*Consignes:*
1. Dans le texte sur Louis XV, quel nom a-t-on donné à la nouvelle route ouverte sur ordre du roi ?
2. D'après le texte sur Louis XV, pourquoi le roi ordonna-t-il l'ouverture d'une nouvelle route ?
3. Poursuivez le texte sur Louis XV et la marquise de Pompadour à partir de sa dernière phrase.

Louis XV trembla; il jeta l'anathème à sa capitale; pour éviter de la traverser lorsqu'il allait chasser dans la plaine Saint-Denis, il donna l'ordre d'ouvrir une nouvelle route qu'on appela par cette raison la route de la Révolte; il n'en continuait pas moins de traîner la royauté à l'oratoire secret du Parc-aux-Cerfs; espèce de Tibère en perruque, il y ressuscitait les mystères perdus des grottes de Caprée. La marquise de Pompadour veillait avec une sollicitude maternelle à l'approvisionnement et au fonds de roulement de la maison. Parfois, le monarque, touché de la magnanimité de ce dévouement à toute épreuve, baisait de reconnaissance la main de la marquise.

Mais la marquise, écartant la veste du roi, lui posait de son côté la main sur la poitrine.

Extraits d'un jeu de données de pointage
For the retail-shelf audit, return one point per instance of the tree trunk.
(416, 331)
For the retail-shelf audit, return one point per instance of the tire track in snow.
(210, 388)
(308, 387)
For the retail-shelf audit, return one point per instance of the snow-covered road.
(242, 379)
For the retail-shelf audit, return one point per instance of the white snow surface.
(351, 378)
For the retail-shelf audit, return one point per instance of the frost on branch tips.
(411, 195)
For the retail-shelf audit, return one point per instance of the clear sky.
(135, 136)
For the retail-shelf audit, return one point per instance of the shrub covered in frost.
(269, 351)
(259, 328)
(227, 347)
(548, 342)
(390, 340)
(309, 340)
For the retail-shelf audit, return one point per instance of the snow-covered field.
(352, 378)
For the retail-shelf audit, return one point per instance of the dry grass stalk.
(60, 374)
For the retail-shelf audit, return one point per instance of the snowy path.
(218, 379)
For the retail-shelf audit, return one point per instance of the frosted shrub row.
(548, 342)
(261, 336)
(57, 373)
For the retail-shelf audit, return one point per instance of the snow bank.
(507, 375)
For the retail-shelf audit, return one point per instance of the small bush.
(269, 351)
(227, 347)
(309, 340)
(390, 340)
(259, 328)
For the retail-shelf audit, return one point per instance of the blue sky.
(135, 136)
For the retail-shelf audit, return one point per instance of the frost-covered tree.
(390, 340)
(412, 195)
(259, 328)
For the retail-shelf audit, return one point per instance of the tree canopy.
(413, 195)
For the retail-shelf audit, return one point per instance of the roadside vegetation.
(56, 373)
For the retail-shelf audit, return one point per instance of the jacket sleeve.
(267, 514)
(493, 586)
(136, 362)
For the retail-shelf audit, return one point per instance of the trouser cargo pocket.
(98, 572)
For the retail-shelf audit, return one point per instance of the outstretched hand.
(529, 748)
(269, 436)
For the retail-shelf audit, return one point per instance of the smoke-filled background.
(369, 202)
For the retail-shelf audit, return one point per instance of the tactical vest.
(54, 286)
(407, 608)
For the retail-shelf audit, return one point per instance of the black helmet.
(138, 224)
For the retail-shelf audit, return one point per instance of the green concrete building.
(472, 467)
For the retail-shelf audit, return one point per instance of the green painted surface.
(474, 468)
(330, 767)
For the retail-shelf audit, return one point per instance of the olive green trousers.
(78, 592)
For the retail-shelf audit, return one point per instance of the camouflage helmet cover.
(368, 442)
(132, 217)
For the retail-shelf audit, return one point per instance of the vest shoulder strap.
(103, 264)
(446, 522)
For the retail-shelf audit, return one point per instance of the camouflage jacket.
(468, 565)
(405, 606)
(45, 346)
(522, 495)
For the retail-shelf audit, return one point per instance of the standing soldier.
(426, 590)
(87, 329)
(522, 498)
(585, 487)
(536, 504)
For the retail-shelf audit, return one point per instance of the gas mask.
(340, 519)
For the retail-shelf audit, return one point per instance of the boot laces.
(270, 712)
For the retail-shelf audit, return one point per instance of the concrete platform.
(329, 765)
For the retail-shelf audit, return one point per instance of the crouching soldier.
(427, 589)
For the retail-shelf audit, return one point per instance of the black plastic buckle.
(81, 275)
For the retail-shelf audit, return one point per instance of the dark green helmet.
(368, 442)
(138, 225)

--

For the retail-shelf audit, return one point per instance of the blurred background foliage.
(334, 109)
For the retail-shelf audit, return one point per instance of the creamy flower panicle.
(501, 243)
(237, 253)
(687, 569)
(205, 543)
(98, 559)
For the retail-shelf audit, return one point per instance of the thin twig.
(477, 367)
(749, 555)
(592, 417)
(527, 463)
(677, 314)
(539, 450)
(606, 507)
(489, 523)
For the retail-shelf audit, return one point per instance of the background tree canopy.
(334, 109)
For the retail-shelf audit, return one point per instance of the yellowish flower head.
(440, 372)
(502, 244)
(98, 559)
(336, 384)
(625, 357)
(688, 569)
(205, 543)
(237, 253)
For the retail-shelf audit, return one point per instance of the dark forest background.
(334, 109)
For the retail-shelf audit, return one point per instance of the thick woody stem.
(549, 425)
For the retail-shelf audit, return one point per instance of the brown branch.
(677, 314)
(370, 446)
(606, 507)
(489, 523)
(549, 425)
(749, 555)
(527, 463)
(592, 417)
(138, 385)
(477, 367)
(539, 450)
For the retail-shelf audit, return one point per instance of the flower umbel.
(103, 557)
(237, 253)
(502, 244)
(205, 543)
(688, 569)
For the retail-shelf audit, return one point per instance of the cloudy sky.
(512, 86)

*Réponses:*
1. On l'a appelée la route de la Révolte.

2. Louis XV voulait éviter de traverser sa capitale lorsqu'il allait chasser dans la plaine Saint-Denis. Il fit donc ouvrir une nouvelle route, qu'on appela pour cette raison la route de la Révolte.

3.
C'est à votre cœur que j'en veux, disait-elle.

Et tous deux pleuraient d'attendrissement en présence de la femme de chambre, attendrie à son tour de voir un visage royal mouillé par l'émotion.

Le Parc-aux-Cerfs coûta quelques centaines de millions à la France, en frais ordinaires ou extraordinaires,

tant pour le courtage, tant pour le marchandage de ces jouets de chair humaine, que pour le placement des beautés de rebut et l'éducation des innombrables enfants trouvés de la monarchie.

XXV

LE RÈGNE DU COTILLON.

La marquise avait donc renoncé à l'exercice de sa profession; elle voulut signifier elle-même à la cour cette révolution d'alcôve. Elle éleva dans son jardin de Bellevue une statue à l'amitié. Maîtresse honoraire désormais, elle éprouva une velléité de dévotion; un vent de tristesse l'avait effleurée elle aussi, sur le trône de son ambition.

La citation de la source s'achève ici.